Return the listing below word for word.

(INPUT RECORDS begins)

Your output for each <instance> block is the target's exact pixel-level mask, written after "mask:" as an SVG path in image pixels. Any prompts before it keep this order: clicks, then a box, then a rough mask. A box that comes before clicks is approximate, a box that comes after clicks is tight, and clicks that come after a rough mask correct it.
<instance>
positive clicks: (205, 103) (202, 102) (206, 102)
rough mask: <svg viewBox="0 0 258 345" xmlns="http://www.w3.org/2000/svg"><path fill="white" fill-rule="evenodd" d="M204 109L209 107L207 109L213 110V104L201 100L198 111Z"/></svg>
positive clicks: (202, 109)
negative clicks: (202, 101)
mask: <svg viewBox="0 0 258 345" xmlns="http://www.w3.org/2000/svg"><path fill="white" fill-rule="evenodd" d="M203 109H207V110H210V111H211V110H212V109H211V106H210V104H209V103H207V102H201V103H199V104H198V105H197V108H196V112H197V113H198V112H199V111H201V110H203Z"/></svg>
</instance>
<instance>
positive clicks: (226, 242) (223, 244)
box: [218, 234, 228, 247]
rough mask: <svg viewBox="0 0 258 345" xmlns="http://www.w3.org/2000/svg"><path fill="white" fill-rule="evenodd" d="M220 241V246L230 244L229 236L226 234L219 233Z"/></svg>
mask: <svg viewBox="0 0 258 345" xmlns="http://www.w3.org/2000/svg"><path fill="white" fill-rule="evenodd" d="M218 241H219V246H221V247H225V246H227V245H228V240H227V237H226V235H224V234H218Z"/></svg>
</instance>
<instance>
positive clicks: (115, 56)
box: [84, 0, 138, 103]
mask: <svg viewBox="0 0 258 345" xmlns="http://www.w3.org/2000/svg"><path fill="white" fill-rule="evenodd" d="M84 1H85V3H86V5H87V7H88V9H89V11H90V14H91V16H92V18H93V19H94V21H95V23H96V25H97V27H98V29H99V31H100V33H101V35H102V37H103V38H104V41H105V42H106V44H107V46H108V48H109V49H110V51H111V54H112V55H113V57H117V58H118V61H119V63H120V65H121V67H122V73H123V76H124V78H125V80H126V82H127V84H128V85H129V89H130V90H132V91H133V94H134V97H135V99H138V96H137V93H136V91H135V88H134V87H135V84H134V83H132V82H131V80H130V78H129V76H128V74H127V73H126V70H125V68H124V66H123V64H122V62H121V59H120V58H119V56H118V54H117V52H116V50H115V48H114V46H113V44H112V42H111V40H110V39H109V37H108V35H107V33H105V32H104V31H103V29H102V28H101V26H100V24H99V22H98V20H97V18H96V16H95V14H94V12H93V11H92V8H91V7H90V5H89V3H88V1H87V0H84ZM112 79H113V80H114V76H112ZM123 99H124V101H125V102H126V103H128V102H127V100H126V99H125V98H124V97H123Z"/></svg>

(INPUT RECORDS ends)

■ SOLUTION BELOW
Your output for each <instance> block is the target's exact pixel-level mask, written after "mask:" as an SVG path in image pixels. Any prompts before it keep this order: clicks, then a box, then a rough mask. A box that comes before clicks is approximate, a box that comes after clicks is tight, and clicks that come after a rough mask correct it.
<instance>
positive clicks: (205, 103) (202, 102) (206, 102)
rough mask: <svg viewBox="0 0 258 345" xmlns="http://www.w3.org/2000/svg"><path fill="white" fill-rule="evenodd" d="M204 109L209 107L207 109L213 110V104L201 100L198 111Z"/></svg>
positive clicks: (202, 109)
negative clicks: (202, 101)
mask: <svg viewBox="0 0 258 345" xmlns="http://www.w3.org/2000/svg"><path fill="white" fill-rule="evenodd" d="M203 109H207V110H210V111H211V110H212V109H211V106H210V104H209V103H207V102H201V103H199V104H198V105H197V108H196V112H197V113H198V112H199V111H201V110H203Z"/></svg>
</instance>
<instance>
positive clicks: (226, 242) (223, 244)
box: [218, 234, 228, 247]
rough mask: <svg viewBox="0 0 258 345" xmlns="http://www.w3.org/2000/svg"><path fill="white" fill-rule="evenodd" d="M220 241V246L230 244L229 236L226 234L219 233Z"/></svg>
mask: <svg viewBox="0 0 258 345" xmlns="http://www.w3.org/2000/svg"><path fill="white" fill-rule="evenodd" d="M218 241H219V246H221V247H225V246H227V245H228V240H227V237H226V235H224V234H218Z"/></svg>
</instance>
<instance>
positive clicks: (115, 56)
box: [84, 0, 138, 103]
mask: <svg viewBox="0 0 258 345" xmlns="http://www.w3.org/2000/svg"><path fill="white" fill-rule="evenodd" d="M84 1H85V3H86V5H87V7H88V9H89V11H90V14H91V16H92V18H93V19H94V21H95V23H96V25H97V27H98V29H99V31H100V33H101V35H102V37H103V38H104V41H105V42H106V44H107V46H108V48H109V49H110V51H111V54H112V55H113V57H117V58H118V61H119V63H120V65H121V67H122V73H123V76H124V78H125V80H126V82H127V84H128V85H129V89H130V90H132V91H133V94H134V97H135V99H138V96H137V93H136V91H135V88H134V87H135V84H134V83H132V82H131V80H130V78H129V76H128V74H127V73H126V70H125V68H124V66H123V64H122V62H121V59H120V58H119V56H118V54H117V52H116V50H115V48H114V46H113V44H112V42H111V40H110V39H109V37H108V35H107V33H105V32H104V31H103V29H102V28H101V26H100V24H99V22H98V20H97V18H96V16H95V14H94V12H93V11H92V8H91V7H90V5H89V3H88V1H87V0H84ZM112 79H113V80H114V76H112ZM123 99H124V101H125V102H126V103H128V102H127V100H126V99H125V98H124V97H123Z"/></svg>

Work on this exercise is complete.